> [The request]
In the entries that follow, identify the line containing "You are given a photograph. Locate the rear wheel" and return it together with all later lines, exactly as they appear.
** Start of Data to process **
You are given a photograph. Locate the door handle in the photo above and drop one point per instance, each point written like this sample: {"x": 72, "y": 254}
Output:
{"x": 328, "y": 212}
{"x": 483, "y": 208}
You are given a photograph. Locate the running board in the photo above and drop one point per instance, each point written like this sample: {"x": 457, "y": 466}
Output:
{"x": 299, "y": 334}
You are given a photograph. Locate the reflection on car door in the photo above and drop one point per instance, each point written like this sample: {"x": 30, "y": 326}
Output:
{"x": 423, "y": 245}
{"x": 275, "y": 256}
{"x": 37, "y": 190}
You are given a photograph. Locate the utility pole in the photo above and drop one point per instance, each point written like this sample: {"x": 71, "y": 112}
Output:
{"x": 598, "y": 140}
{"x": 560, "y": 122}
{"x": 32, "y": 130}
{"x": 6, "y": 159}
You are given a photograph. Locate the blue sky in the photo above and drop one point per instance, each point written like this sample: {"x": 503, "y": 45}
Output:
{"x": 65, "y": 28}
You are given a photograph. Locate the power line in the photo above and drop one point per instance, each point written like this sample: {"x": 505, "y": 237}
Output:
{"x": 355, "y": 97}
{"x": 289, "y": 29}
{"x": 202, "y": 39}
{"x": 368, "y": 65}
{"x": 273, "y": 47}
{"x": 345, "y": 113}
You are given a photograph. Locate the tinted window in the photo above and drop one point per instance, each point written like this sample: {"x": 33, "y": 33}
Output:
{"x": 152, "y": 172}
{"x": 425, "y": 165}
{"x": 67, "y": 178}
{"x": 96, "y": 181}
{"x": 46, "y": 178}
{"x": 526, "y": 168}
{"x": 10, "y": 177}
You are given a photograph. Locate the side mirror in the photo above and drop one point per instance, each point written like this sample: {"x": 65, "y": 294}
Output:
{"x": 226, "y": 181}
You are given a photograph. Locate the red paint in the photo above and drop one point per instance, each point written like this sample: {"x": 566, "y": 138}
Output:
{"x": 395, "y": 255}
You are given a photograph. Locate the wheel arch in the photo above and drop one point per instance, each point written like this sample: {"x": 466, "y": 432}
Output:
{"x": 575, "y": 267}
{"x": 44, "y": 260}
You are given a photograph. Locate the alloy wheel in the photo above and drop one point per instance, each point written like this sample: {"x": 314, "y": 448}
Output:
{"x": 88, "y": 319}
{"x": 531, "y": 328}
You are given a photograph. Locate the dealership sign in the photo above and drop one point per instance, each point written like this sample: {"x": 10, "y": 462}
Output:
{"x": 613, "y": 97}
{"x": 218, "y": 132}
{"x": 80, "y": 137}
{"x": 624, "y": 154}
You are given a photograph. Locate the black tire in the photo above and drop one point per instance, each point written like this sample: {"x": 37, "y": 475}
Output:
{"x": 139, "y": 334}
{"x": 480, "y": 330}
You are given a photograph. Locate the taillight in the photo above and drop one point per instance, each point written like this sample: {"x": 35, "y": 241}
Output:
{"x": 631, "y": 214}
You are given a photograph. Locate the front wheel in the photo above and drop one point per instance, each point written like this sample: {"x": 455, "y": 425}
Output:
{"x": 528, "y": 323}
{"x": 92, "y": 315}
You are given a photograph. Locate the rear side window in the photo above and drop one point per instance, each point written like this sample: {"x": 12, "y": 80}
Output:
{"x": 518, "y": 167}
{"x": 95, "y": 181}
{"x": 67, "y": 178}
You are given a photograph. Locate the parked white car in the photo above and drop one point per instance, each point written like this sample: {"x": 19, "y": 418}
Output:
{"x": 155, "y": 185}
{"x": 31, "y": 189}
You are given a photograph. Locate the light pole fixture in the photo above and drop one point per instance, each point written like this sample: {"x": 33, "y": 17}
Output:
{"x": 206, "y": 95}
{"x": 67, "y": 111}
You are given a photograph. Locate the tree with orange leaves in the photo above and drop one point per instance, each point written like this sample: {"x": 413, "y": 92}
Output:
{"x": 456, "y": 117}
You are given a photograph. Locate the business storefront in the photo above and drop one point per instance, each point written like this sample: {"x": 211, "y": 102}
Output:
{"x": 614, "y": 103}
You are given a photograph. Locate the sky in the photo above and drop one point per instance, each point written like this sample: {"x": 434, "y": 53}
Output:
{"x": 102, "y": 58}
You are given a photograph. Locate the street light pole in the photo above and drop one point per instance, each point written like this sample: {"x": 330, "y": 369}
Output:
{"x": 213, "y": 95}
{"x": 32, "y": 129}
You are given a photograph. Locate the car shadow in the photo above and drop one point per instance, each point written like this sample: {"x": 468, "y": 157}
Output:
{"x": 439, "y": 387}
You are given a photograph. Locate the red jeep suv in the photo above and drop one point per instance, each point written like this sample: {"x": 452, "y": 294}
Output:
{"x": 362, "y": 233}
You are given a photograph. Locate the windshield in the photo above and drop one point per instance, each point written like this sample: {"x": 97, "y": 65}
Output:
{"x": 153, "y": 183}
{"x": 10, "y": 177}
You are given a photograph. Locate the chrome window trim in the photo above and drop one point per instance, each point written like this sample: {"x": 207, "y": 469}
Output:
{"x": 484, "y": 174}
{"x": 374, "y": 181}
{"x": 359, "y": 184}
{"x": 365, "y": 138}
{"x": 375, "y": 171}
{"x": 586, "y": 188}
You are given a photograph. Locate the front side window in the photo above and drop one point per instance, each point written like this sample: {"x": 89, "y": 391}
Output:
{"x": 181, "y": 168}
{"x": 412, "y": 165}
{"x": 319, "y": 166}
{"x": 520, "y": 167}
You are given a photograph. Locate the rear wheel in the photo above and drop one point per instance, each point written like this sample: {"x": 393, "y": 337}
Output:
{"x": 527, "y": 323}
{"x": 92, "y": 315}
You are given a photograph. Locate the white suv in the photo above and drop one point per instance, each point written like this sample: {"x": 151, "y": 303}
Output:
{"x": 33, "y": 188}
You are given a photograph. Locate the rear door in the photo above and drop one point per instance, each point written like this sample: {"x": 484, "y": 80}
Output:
** End of Data to process **
> [Correct answer]
You are given a photograph. Locate the rear wheel in the photo above and drop one point per instance, each point written like this sample: {"x": 393, "y": 337}
Output:
{"x": 527, "y": 323}
{"x": 92, "y": 315}
You are given a photograph. Locate the white suv in the photo above and drop one point per instance, each point written like this sample: {"x": 151, "y": 303}
Output:
{"x": 33, "y": 188}
You are given a photograph. Locate the rear door in the photo above and drop one point per instance, each point written like this sample: {"x": 484, "y": 80}
Output:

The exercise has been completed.